◆ **Prompt**
Repeat the following lines exactly and nothing else: the line containing "For each instance of the pile of dried" and each line after it through the end of the listing.

══ Record list ══

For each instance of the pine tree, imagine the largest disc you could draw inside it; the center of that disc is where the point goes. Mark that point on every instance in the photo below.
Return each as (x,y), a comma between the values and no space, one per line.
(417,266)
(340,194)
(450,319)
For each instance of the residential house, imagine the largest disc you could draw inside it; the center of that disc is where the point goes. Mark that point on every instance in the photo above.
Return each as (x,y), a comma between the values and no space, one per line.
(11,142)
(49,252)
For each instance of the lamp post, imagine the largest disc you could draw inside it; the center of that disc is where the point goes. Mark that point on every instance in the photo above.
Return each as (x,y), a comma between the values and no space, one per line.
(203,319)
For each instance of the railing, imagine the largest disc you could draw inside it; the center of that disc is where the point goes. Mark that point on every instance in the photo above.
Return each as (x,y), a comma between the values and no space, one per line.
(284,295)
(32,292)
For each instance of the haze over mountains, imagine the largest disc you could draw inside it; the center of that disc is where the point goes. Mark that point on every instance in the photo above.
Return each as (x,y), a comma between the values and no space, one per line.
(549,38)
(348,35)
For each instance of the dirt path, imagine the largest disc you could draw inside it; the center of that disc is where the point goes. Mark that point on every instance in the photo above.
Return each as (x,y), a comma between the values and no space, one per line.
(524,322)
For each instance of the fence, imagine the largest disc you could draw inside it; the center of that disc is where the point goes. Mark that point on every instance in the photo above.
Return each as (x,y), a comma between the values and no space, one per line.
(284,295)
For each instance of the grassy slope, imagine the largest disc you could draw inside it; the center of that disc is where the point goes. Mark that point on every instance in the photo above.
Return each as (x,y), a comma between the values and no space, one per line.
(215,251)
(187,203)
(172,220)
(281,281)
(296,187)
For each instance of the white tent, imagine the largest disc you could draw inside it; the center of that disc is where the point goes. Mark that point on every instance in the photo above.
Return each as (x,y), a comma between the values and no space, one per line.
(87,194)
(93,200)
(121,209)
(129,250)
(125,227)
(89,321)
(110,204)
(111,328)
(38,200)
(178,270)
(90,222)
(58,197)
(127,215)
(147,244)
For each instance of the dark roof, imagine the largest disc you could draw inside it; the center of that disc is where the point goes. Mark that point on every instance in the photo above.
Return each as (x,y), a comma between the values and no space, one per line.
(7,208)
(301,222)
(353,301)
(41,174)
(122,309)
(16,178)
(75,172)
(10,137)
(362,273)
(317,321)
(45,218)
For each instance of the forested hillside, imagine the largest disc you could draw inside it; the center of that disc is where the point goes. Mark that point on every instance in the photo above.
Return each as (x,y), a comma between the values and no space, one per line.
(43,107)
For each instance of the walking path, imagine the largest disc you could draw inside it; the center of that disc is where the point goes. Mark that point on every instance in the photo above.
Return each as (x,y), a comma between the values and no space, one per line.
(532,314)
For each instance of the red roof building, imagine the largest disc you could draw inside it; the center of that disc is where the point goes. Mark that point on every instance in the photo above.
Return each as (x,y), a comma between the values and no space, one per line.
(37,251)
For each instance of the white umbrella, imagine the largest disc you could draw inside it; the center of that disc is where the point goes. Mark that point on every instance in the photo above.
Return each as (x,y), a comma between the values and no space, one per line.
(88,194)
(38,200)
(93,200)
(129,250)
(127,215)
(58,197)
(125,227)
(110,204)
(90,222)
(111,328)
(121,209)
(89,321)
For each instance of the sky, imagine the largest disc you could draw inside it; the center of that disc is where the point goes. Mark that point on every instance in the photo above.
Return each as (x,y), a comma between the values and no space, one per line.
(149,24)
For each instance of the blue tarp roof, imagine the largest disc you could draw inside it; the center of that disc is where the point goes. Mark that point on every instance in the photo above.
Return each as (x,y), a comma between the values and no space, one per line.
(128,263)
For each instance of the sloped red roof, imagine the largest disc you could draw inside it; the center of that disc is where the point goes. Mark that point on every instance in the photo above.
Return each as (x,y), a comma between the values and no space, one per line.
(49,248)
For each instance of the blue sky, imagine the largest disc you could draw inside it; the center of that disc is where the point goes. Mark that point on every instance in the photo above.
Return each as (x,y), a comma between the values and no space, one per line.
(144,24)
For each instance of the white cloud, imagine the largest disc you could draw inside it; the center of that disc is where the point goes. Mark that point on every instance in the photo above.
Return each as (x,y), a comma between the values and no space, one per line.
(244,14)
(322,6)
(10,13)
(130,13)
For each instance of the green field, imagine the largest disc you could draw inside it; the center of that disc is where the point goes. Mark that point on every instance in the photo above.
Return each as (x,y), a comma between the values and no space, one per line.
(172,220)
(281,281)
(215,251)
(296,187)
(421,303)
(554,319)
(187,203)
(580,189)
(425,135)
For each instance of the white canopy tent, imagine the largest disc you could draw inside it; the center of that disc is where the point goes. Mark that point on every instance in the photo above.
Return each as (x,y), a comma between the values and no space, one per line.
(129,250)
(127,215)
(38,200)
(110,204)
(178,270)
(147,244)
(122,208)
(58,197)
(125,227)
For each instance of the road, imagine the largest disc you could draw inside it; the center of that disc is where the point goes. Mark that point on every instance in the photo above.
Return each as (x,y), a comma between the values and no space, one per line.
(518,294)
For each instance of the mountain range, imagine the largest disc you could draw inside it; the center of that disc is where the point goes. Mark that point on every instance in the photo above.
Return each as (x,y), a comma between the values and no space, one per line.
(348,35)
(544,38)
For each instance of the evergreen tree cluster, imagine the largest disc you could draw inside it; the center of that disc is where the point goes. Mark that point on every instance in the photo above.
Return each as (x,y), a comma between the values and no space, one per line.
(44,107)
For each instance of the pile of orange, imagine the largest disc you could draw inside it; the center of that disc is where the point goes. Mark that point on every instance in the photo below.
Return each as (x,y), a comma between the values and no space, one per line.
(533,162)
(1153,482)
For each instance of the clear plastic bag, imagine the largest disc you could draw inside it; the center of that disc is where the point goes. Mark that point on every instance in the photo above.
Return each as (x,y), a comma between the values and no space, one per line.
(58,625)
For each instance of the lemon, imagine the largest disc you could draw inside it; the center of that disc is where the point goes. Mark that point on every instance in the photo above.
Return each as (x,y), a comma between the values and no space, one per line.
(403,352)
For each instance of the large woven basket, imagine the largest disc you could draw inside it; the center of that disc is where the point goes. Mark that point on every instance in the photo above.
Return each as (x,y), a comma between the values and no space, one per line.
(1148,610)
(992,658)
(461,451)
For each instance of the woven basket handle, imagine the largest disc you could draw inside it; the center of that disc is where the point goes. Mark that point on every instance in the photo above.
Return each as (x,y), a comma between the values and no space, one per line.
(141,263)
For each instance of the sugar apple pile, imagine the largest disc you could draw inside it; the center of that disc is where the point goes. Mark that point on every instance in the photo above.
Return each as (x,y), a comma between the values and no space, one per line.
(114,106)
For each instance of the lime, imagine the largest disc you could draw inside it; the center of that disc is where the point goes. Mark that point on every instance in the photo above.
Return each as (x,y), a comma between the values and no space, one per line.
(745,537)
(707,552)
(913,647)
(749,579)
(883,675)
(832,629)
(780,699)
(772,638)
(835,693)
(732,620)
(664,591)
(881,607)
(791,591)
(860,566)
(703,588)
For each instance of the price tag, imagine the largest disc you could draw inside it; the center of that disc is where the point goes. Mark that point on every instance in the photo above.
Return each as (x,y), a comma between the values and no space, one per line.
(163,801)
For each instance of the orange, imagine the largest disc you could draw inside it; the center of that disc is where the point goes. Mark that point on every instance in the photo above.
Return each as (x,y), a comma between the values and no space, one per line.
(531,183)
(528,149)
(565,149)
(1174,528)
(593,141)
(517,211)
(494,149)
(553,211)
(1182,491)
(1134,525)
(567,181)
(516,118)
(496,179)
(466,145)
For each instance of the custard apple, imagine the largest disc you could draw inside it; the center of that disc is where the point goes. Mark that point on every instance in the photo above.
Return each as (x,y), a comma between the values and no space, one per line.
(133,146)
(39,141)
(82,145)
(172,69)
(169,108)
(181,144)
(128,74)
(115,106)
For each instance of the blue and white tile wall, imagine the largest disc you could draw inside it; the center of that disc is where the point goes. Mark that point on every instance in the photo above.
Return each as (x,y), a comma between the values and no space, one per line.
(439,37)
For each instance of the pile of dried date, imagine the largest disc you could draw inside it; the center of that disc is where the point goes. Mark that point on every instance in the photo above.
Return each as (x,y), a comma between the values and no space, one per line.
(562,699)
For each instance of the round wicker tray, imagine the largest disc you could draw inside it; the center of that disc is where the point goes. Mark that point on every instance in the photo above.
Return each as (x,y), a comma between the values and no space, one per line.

═══

◆ **The reply**
For each instance of the pile of dried date, imagine the largest disc you could draw inside it; the center of that disc is where the point goes. Mark that point on every instance in the photo above.
Return each as (x,y), a comma between the values and no space, one per line.
(562,699)
For each instance of the round wicker tray, imagine the largest disc you could draw inside it; the center of that disc is where the point goes. Mark that point on every instance in the photo above.
Return each as (x,y), a comma between the values and no space, one per line.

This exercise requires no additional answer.